■ **Task to complete**
Check each line of the entries for "below" and report the ones that have it.

■ **Material to process**
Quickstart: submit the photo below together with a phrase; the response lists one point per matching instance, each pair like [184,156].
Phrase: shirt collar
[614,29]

==

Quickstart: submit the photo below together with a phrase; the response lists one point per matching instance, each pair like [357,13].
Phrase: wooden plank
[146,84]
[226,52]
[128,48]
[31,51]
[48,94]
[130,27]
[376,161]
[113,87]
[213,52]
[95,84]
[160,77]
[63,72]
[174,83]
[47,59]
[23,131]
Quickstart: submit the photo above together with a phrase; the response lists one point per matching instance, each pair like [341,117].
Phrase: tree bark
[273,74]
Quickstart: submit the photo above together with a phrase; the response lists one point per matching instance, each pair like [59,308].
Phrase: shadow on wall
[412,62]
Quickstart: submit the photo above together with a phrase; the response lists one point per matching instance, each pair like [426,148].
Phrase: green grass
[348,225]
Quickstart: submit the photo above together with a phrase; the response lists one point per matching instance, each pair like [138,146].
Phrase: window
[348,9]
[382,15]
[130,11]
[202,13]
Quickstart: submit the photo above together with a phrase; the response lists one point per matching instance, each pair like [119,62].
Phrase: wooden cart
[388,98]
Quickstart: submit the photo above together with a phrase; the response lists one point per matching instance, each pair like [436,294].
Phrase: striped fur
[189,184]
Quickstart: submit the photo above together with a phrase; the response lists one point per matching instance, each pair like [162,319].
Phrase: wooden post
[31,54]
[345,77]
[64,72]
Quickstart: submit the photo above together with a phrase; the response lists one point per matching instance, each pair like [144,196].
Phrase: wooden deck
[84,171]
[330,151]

* * *

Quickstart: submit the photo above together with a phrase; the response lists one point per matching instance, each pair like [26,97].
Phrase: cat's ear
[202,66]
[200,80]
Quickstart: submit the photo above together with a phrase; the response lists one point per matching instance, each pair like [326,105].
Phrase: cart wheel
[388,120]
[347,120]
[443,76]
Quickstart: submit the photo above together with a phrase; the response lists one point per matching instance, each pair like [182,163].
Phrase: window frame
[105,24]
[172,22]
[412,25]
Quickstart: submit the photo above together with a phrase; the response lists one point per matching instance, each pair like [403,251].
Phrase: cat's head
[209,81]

■ **Output for this exercise**
Quickstart: submit the photo below together with a phrase; the response lists one point per matching instance, each pair like [184,156].
Quickstart: submit the photo below together with a phrase; the response lists one point per matching instance, each pair like [357,13].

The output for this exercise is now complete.